━━━ Material shown
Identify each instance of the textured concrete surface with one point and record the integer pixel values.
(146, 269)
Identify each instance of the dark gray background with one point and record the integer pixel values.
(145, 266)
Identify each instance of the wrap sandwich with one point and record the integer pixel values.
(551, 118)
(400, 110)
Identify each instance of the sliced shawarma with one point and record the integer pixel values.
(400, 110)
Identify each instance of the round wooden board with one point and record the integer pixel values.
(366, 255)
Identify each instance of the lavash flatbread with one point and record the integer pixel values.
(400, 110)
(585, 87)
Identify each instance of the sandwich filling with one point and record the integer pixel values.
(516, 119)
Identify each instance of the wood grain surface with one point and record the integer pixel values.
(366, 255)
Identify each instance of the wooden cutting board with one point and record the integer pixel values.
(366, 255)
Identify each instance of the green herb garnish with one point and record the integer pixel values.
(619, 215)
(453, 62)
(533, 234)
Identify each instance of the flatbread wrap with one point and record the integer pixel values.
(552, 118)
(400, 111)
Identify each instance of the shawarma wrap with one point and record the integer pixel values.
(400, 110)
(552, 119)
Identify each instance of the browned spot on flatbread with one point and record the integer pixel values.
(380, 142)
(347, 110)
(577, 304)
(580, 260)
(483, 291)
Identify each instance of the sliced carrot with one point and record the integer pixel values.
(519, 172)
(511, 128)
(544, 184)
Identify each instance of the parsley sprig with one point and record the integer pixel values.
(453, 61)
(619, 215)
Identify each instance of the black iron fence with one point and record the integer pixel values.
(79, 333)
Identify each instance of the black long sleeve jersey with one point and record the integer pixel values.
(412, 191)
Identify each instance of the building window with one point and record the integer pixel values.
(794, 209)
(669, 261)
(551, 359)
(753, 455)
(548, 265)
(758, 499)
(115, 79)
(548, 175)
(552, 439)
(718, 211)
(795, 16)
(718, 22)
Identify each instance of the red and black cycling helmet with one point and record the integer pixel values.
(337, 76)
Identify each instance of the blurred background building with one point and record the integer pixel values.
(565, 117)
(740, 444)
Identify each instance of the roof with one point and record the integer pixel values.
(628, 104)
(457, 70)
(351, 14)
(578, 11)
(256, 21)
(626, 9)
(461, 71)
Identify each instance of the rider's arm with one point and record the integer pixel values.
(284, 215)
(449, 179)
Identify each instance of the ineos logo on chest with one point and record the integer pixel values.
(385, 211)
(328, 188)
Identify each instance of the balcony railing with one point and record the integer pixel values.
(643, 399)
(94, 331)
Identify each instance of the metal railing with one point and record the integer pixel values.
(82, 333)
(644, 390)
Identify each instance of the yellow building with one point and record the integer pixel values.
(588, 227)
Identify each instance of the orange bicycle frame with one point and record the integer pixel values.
━━━━━━
* **What needs to be done**
Each record above is to be returned verbatim.

* **Written solution**
Identify each instance of the textured concrete surface with one point and record the integer pixel values.
(146, 269)
Identify each instance of the dark gray background with one point and record the integer pixel values.
(145, 266)
Identify each instance of the wrap sandwich with one point and record the integer pixel values.
(551, 118)
(400, 110)
Identify each instance of the sliced shawarma with one point and record the integer pixel values.
(400, 110)
Identify each instance of the round wooden board with one point and record the integer pixel values.
(366, 255)
Identify each instance of the lavash flatbread with one point and record the integer pixel values.
(400, 110)
(585, 87)
Identify each instance of the sandwich filling with one point and record the integer pixel values.
(516, 119)
Identify each instance of the wood grain surface with one point and record the integer pixel values.
(366, 255)
Identify each instance of the wooden cutting board with one point and record the integer pixel values.
(366, 255)
Identify each instance of the green herb garnish with one point and record the integer pixel values.
(619, 215)
(453, 62)
(533, 234)
Identify each instance of the flatbread wrap with one point and record the integer pixel values.
(552, 118)
(400, 111)
Identify each instance of the shawarma wrap with one point and record the integer pixel values.
(400, 110)
(552, 119)
Identify each instance of the browned spot on flatbread with one point and record the integer pixel values.
(380, 142)
(347, 110)
(577, 304)
(580, 260)
(483, 291)
Identify each instance of the sliced carrot with one point and record the integer pixel values.
(519, 172)
(511, 128)
(544, 184)
Identify each instance of the parsley sprig with one point and record the integer pixel values.
(453, 61)
(619, 215)
Identify each instance of the black iron fence with one point and record the integer pixel values.
(79, 333)
Identify each instance of the black long sleeve jersey with one point and record the integer pixel values.
(412, 191)
Identify each instance of the building window with one point and record the integer pixel values.
(794, 209)
(669, 261)
(551, 359)
(753, 455)
(548, 265)
(758, 499)
(115, 79)
(548, 175)
(552, 439)
(718, 211)
(795, 16)
(718, 22)
Identify each instance of the red and black cycling helmet with one point and record the integer pixel values.
(337, 76)
Identify each instance of the blurred background building with one point and record the integer pixel values.
(565, 117)
(740, 444)
Identify each instance of the roof with one point and record the integer pixel values.
(628, 104)
(457, 70)
(351, 14)
(578, 11)
(256, 21)
(626, 9)
(461, 71)
Identify each instance of the rider's arm with one point and record the integer pixel values.
(284, 215)
(449, 179)
Identify each instance of the ineos logo on chest with one point and record the integer pixel values.
(385, 211)
(328, 188)
Identify each instance of the balcony railing with one point and record the integer pixel values.
(643, 399)
(94, 331)
Identify each instance of the metal railing with one point and record the integer pixel values.
(82, 333)
(644, 390)
Identify each instance of the yellow building with one point and record the integer pixel values.
(588, 227)
Identify each instance of the orange bicycle frame with one point and record the integer pixel values.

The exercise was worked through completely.